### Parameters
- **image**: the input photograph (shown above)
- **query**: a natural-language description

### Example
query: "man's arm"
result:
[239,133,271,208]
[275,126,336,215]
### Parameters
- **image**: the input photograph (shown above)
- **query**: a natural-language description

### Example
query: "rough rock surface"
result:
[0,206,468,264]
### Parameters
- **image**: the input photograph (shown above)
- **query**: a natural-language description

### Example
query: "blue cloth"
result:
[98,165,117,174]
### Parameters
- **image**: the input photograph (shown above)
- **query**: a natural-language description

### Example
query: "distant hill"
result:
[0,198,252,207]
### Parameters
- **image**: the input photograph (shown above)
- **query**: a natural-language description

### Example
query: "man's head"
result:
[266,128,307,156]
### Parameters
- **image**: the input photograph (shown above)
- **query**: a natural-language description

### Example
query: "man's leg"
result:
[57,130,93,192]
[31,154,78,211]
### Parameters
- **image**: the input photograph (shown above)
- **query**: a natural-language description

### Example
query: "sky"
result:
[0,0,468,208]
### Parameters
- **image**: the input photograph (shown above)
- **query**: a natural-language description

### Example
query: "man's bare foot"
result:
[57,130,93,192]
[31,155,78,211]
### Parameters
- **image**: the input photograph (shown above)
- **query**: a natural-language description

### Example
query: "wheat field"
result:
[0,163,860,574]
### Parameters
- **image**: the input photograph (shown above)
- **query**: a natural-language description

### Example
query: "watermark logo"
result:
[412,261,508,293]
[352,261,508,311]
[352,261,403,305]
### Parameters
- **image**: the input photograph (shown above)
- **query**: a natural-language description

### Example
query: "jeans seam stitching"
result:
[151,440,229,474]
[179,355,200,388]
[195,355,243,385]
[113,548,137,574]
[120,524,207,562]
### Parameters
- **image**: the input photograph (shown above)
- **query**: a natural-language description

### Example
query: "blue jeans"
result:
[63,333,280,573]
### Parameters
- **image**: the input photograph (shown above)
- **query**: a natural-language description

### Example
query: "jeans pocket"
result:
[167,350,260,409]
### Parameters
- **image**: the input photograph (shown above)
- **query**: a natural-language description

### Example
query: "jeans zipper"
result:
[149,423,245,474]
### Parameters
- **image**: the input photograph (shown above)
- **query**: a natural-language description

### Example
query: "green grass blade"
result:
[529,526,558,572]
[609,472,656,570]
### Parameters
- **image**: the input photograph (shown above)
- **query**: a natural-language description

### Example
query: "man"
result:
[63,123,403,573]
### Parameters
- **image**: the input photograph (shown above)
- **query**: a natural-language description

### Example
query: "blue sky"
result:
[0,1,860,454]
....
Given exercise:
Copy out all of the lines above word for word, with nothing changed or left out.

Reply:
### Parameters
- **image**: the input photograph (shown above)
- **query**: a natural-language description

### Example
query: "man's arm"
result:
[239,133,271,208]
[275,126,336,215]
### Parameters
- **image**: the input photograph (shown above)
- **query**: a natural-language description

### Example
query: "rough rock surface"
result:
[0,206,468,264]
### Parameters
- **image**: the input photograph (shown above)
- **query**: a natural-language description

### Example
query: "blue cloth"
result:
[98,165,117,174]
### Parameters
- **image**: the input photograph (shown above)
- **query**: a natural-language description

### Example
query: "distant hill"
result:
[0,198,252,207]
### Parameters
- **image**: the input photograph (shown above)
- **query**: a natural-language description

### Example
query: "man's head"
result:
[266,128,307,156]
### Parameters
- **image**: the input photograph (shown above)
- **query**: a natural-language description

### Example
query: "man's leg"
result:
[57,130,93,192]
[31,154,78,211]
### Parameters
- **image**: the input photograph (shown above)
- **query**: a natural-language description

### Example
query: "sky"
result:
[0,0,468,208]
### Parameters
- **image**: the input photograph (shown above)
- **query**: a natural-language description

### Example
query: "man's bare foot"
result:
[57,130,93,192]
[31,155,78,211]
### Parameters
- **image**: the input photograph (shown above)
- **query**: a natural-language description

### Example
query: "wheat field"
result:
[0,163,860,574]
### Parameters
- **image**: the input photograph (shown above)
- **query**: a natural-language description

### Example
query: "watermark logo"
result:
[412,261,508,293]
[352,261,508,311]
[352,261,403,305]
### Parameters
- **image**: the input photograph (shown above)
- **query**: a natural-language description

### Example
query: "jeans seam stitching"
result:
[151,440,229,474]
[179,355,200,388]
[195,355,243,385]
[113,548,137,574]
[120,524,207,562]
### Parameters
- **image**: the input photograph (shown above)
- **query**: a natural-language description

### Example
query: "blue jeans"
result:
[63,333,280,573]
### Parameters
- **image**: the input photograph (shown above)
- **query**: a natural-language description

### Example
query: "jeans pocket"
result:
[167,350,260,409]
### Parameters
- **image**: the input photograph (shown above)
- **query**: a natural-language description

### Example
query: "jeans zipper"
result:
[149,423,245,474]
### Parameters
- **image**: the input photograph (shown above)
- **query**: a natural-language description

### Example
query: "green grass blade"
result:
[529,526,558,572]
[609,472,656,570]
### Parameters
- **image**: the input photograph (shown above)
- **query**: a natural-language description

### Example
query: "man"
result:
[63,123,403,573]
### Parameters
- **image**: the input photograph (shown above)
- **query**: a natural-language description

### Example
query: "blue sky"
result:
[0,1,860,454]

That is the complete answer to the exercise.